[Start of section]

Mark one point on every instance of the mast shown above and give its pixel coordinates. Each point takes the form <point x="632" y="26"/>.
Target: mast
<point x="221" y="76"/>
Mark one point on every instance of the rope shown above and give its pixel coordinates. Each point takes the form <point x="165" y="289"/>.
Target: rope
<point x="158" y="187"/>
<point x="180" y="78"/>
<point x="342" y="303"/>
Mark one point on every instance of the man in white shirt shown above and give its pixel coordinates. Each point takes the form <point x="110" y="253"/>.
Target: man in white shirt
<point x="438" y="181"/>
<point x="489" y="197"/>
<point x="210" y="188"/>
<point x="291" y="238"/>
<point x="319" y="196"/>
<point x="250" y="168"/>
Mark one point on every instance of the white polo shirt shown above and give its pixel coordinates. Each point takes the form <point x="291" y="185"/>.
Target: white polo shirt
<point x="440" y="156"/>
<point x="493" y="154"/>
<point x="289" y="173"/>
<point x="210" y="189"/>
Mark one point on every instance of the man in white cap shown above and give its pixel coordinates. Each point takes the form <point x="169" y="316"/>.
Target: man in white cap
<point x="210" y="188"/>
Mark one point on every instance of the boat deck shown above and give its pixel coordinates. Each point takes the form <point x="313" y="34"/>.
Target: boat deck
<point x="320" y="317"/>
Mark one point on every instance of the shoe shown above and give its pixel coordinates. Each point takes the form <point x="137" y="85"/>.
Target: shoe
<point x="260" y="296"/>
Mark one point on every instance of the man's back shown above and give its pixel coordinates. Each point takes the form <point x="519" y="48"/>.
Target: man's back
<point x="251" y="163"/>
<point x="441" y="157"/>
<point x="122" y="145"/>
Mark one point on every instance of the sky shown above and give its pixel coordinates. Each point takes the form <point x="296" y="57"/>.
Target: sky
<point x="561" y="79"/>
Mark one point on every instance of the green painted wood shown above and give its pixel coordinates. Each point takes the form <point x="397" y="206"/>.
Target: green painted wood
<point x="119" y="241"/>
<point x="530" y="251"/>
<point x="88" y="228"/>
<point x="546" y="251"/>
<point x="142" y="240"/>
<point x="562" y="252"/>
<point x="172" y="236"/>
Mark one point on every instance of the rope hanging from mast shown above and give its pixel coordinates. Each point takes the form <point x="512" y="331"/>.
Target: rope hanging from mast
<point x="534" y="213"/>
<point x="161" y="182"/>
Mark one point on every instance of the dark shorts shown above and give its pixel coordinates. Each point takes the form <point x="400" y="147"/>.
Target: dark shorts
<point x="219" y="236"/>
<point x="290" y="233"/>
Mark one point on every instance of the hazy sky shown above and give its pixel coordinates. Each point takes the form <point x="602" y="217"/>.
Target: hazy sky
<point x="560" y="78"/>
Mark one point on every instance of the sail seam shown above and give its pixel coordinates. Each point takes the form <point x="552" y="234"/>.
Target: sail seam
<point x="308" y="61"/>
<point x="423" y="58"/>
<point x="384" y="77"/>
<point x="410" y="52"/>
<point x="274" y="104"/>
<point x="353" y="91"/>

[End of section]
[Start of section]

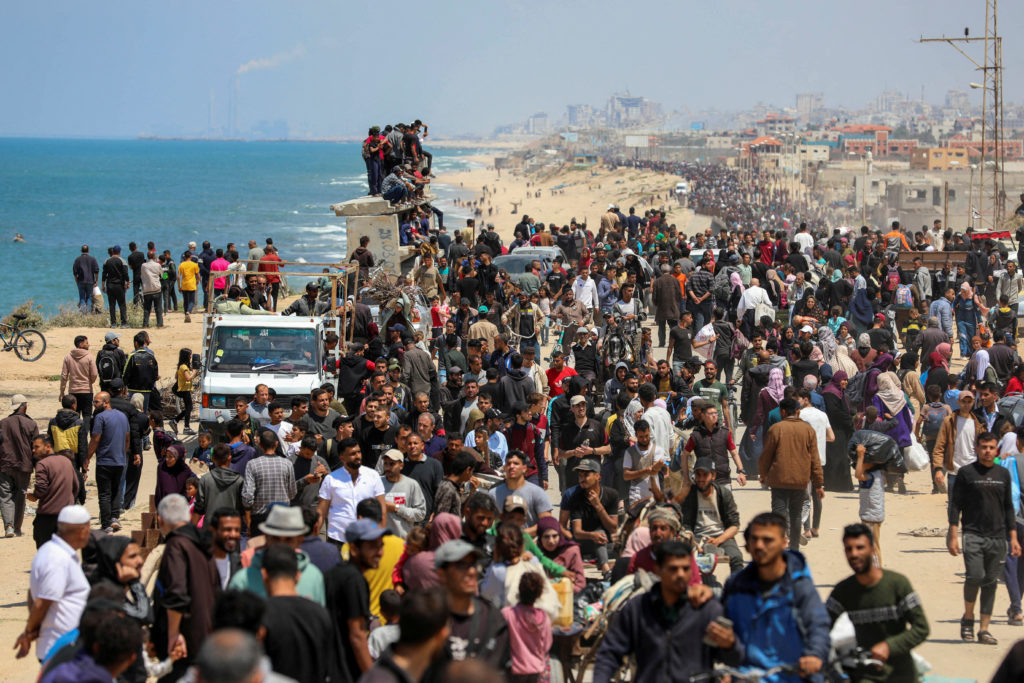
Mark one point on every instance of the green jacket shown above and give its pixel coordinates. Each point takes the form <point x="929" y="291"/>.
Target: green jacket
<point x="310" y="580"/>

[End of section]
[Start of section]

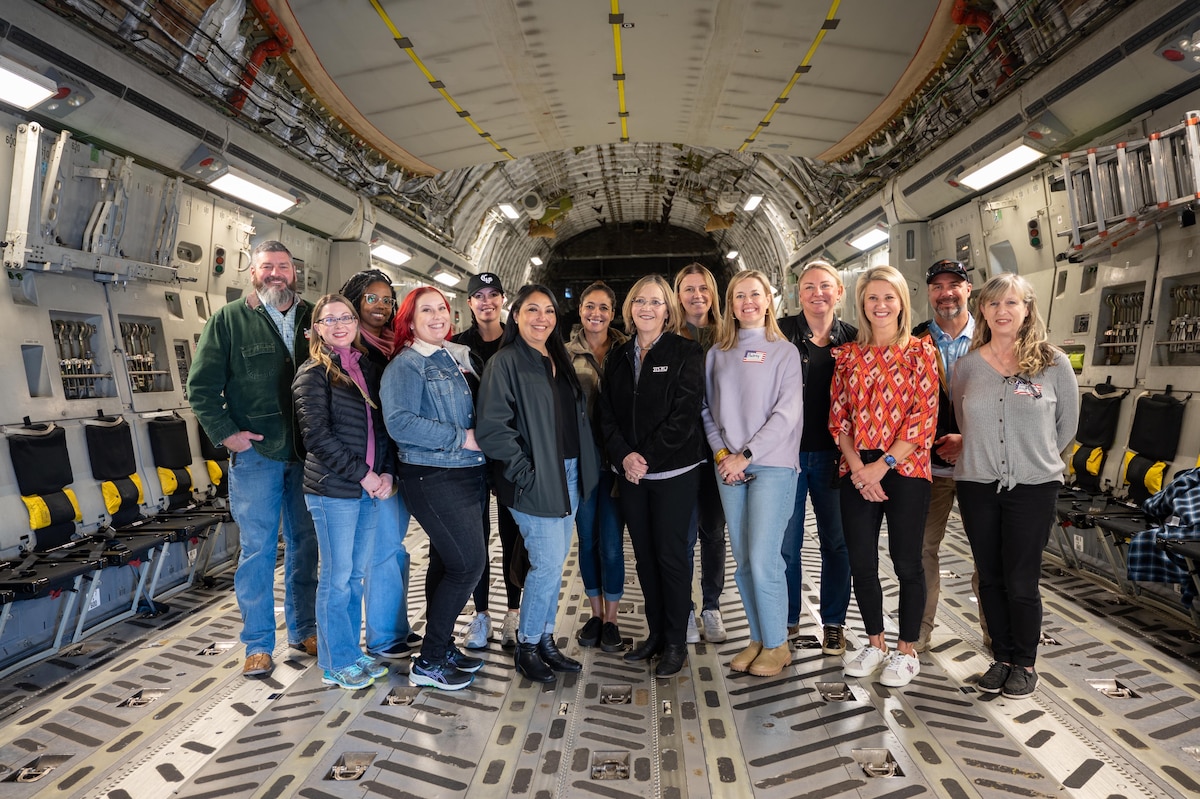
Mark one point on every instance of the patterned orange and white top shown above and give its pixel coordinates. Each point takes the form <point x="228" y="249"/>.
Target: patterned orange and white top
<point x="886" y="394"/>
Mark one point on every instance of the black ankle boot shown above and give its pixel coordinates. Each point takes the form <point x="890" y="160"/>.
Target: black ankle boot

[End of section]

▶ _Your goal_
For the listing above, state how many lines contain the string "black". Give the number and nothing else.

▶ _Written response_
2